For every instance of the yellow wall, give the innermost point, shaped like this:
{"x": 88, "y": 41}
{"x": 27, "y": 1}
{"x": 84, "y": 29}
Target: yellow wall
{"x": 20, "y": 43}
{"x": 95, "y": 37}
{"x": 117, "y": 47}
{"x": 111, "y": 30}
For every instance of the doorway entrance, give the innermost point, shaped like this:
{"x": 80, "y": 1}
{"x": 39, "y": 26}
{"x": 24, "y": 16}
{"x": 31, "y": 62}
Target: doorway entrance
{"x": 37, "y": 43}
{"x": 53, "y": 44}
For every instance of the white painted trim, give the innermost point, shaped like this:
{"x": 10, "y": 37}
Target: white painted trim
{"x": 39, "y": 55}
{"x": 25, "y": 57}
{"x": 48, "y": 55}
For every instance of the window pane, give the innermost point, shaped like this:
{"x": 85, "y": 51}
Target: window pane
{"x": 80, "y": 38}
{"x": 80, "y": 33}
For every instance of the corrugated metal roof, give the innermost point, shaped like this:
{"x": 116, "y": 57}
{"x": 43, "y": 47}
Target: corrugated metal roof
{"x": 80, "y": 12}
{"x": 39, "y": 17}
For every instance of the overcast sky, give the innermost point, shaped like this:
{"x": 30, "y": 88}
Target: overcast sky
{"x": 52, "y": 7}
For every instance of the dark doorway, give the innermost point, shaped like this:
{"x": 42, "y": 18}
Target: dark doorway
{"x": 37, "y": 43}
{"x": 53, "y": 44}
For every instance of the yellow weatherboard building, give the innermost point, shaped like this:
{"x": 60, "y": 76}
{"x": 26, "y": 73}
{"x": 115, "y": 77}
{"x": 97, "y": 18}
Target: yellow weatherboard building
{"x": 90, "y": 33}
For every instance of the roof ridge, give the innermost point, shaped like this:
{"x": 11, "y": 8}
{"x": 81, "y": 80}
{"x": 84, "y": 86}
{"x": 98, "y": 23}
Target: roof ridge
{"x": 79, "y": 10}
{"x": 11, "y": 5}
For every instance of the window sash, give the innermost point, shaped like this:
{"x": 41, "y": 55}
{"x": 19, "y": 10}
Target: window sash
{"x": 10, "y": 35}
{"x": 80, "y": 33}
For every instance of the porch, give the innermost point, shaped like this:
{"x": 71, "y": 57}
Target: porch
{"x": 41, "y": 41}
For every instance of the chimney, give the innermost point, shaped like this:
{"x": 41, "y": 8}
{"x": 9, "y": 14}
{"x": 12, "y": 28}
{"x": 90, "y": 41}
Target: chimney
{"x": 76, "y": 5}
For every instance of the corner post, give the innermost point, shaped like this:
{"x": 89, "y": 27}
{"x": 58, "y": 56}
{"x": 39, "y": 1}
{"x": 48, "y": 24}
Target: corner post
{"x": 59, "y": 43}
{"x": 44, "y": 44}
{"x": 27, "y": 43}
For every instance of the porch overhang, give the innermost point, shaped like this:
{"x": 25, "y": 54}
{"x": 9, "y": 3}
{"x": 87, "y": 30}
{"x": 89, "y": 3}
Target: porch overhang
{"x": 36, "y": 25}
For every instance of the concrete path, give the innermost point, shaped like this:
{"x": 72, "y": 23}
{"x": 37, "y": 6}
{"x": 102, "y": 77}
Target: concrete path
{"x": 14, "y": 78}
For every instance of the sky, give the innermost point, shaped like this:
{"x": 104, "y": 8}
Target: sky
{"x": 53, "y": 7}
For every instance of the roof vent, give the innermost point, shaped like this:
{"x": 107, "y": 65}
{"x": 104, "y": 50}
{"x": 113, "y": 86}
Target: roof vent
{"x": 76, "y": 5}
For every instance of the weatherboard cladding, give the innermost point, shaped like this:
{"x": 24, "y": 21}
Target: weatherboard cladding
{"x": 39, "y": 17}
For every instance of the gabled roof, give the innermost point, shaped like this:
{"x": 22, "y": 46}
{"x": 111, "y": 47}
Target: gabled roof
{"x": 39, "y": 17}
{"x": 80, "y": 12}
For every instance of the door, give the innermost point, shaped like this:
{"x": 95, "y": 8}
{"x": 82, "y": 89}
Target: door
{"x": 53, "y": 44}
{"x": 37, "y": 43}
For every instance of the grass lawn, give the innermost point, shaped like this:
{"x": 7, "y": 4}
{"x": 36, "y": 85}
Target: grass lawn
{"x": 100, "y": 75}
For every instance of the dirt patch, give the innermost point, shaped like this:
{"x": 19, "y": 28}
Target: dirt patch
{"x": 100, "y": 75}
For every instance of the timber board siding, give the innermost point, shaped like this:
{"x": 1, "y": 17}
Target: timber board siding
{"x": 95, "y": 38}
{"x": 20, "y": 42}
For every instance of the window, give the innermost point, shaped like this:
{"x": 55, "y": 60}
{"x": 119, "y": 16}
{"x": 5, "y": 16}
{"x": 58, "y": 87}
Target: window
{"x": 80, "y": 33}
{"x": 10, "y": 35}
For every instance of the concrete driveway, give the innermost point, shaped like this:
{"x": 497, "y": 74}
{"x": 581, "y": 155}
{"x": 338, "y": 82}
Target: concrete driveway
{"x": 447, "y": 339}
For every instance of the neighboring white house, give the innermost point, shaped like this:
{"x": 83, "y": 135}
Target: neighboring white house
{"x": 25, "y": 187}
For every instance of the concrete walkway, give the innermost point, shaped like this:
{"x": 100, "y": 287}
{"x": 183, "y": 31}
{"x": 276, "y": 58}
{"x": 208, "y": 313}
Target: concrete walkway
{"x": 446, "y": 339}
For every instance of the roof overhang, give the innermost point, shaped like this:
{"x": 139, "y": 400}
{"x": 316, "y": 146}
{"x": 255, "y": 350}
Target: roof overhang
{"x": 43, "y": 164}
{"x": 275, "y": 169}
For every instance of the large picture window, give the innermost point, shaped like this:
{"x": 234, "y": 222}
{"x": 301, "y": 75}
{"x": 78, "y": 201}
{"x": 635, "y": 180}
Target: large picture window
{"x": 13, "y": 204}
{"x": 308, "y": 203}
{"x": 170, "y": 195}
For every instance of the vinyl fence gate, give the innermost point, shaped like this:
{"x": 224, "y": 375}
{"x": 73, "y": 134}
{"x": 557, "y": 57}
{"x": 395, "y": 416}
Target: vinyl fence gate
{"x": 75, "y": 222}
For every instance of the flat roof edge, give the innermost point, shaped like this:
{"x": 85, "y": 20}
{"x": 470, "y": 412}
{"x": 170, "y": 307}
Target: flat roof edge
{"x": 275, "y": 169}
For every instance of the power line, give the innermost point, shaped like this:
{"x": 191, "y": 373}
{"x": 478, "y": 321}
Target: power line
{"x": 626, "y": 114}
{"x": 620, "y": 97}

________

Exercise - The full set of records above must be retyped exactly.

Answer to this task -
For every instance of the yellow wall, give the innermost point, shaped like this:
{"x": 88, "y": 41}
{"x": 27, "y": 1}
{"x": 84, "y": 29}
Target: yellow wall
{"x": 20, "y": 43}
{"x": 95, "y": 37}
{"x": 117, "y": 47}
{"x": 111, "y": 30}
For every instance of the doorway entrance, give the innermost point, shaped like this:
{"x": 80, "y": 1}
{"x": 39, "y": 26}
{"x": 24, "y": 16}
{"x": 31, "y": 62}
Target: doorway entrance
{"x": 37, "y": 43}
{"x": 53, "y": 44}
For every instance of the white painted trim, give the innermost point, shaped like this:
{"x": 10, "y": 37}
Target: white painted trim
{"x": 39, "y": 55}
{"x": 25, "y": 57}
{"x": 48, "y": 55}
For every instance of the window pane, give the innermost point, shaped like this:
{"x": 85, "y": 51}
Target: window pane
{"x": 80, "y": 38}
{"x": 80, "y": 33}
For every instance of the corrugated metal roof, give the innermost point, shaped like this:
{"x": 116, "y": 57}
{"x": 43, "y": 47}
Target: corrugated metal roof
{"x": 80, "y": 12}
{"x": 39, "y": 17}
For every instance of the overcast sky, give the innermost point, shaped like this:
{"x": 30, "y": 88}
Target: overcast sky
{"x": 52, "y": 7}
For every instance of the dark doorway, give the innermost point, shaped like this:
{"x": 42, "y": 18}
Target: dark doorway
{"x": 37, "y": 43}
{"x": 53, "y": 44}
For every instance of the yellow weatherboard building, give the innermost point, shaped like this:
{"x": 60, "y": 76}
{"x": 26, "y": 73}
{"x": 115, "y": 77}
{"x": 97, "y": 18}
Target: yellow weatherboard building
{"x": 90, "y": 33}
For every instance of the roof ridge, give the innermost point, shaped like this:
{"x": 11, "y": 8}
{"x": 81, "y": 80}
{"x": 84, "y": 86}
{"x": 98, "y": 23}
Target: roof ridge
{"x": 79, "y": 10}
{"x": 11, "y": 5}
For every instance of the window sash, give the innermost point, shaped like this:
{"x": 41, "y": 55}
{"x": 19, "y": 10}
Target: window sash
{"x": 10, "y": 35}
{"x": 80, "y": 33}
For every instance of the porch, give the innermost point, shaped like this:
{"x": 71, "y": 57}
Target: porch
{"x": 41, "y": 41}
For every instance of the chimney, give the innermost point, shaped like this:
{"x": 41, "y": 8}
{"x": 9, "y": 14}
{"x": 12, "y": 28}
{"x": 90, "y": 41}
Target: chimney
{"x": 76, "y": 5}
For every instance of the corner post, give the innermost point, shaped like this:
{"x": 89, "y": 27}
{"x": 58, "y": 56}
{"x": 39, "y": 1}
{"x": 48, "y": 24}
Target: corner post
{"x": 59, "y": 43}
{"x": 44, "y": 44}
{"x": 27, "y": 43}
For every instance of the porch overhang, give the innermost point, shaped like this:
{"x": 25, "y": 54}
{"x": 9, "y": 3}
{"x": 87, "y": 30}
{"x": 89, "y": 3}
Target: porch overhang
{"x": 36, "y": 25}
For every instance of the concrete path, give the innermost point, shaped like this:
{"x": 72, "y": 23}
{"x": 37, "y": 6}
{"x": 102, "y": 77}
Target: concrete path
{"x": 14, "y": 78}
For every instance of the sky, give the innermost point, shaped like this:
{"x": 104, "y": 8}
Target: sky
{"x": 53, "y": 7}
For every instance of the roof vent, give the innermost point, shaped like this:
{"x": 107, "y": 65}
{"x": 104, "y": 50}
{"x": 113, "y": 86}
Target: roof vent
{"x": 76, "y": 5}
For every instance of the weatherboard cladding, give the innermost point, shaped like this:
{"x": 24, "y": 21}
Target: weatherboard cladding
{"x": 39, "y": 17}
For every instance of the gabled roof, give the innermost point, shaped like this:
{"x": 22, "y": 46}
{"x": 111, "y": 47}
Target: gabled roof
{"x": 39, "y": 17}
{"x": 80, "y": 12}
For every instance of the door, give the innermost point, shaped like this:
{"x": 95, "y": 8}
{"x": 82, "y": 89}
Target: door
{"x": 53, "y": 44}
{"x": 37, "y": 43}
For every instance of the grass lawn, give the innermost point, shaped like this:
{"x": 7, "y": 4}
{"x": 36, "y": 85}
Target: grass lawn
{"x": 100, "y": 75}
For every instance of the dirt patch, give the innermost point, shaped like this:
{"x": 19, "y": 28}
Target: dirt patch
{"x": 100, "y": 75}
For every instance of the timber board siding, give the innermost point, shaped like this:
{"x": 1, "y": 17}
Target: timber board siding
{"x": 95, "y": 38}
{"x": 20, "y": 42}
For every instance of the window, give the innermost point, shaped like this:
{"x": 55, "y": 60}
{"x": 119, "y": 16}
{"x": 5, "y": 16}
{"x": 58, "y": 87}
Target: window
{"x": 80, "y": 33}
{"x": 10, "y": 35}
For every instance of the concrete driveway, give the innermost point, shaped like this:
{"x": 497, "y": 74}
{"x": 581, "y": 155}
{"x": 338, "y": 82}
Target: concrete driveway
{"x": 447, "y": 339}
For every instance of the neighboring white house, give the innermost point, shaped like this:
{"x": 83, "y": 135}
Target: neighboring white house
{"x": 25, "y": 187}
For every instance of the concrete walkway, give the innermost point, shaped like this:
{"x": 100, "y": 287}
{"x": 183, "y": 31}
{"x": 276, "y": 58}
{"x": 208, "y": 313}
Target: concrete walkway
{"x": 446, "y": 339}
For every instance of the roof overhang, give the innermost point, shaped like this:
{"x": 139, "y": 400}
{"x": 316, "y": 146}
{"x": 255, "y": 350}
Target: roof overhang
{"x": 43, "y": 164}
{"x": 275, "y": 169}
For every instance of the large picture window, give the innermost point, shaped like this:
{"x": 234, "y": 222}
{"x": 301, "y": 75}
{"x": 78, "y": 201}
{"x": 635, "y": 180}
Target: large picture window
{"x": 13, "y": 204}
{"x": 308, "y": 203}
{"x": 170, "y": 195}
For every instance of the vinyl fence gate, give the innermost point, shaped like this:
{"x": 224, "y": 375}
{"x": 73, "y": 134}
{"x": 557, "y": 57}
{"x": 395, "y": 416}
Target: vinyl fence gate
{"x": 75, "y": 222}
For every instance of the flat roof edge, give the innermost point, shaped like this:
{"x": 85, "y": 20}
{"x": 470, "y": 412}
{"x": 170, "y": 307}
Target: flat roof edge
{"x": 275, "y": 169}
For every instance of the power line, give the innermost point, shaped like this:
{"x": 191, "y": 373}
{"x": 478, "y": 321}
Target: power line
{"x": 626, "y": 114}
{"x": 620, "y": 97}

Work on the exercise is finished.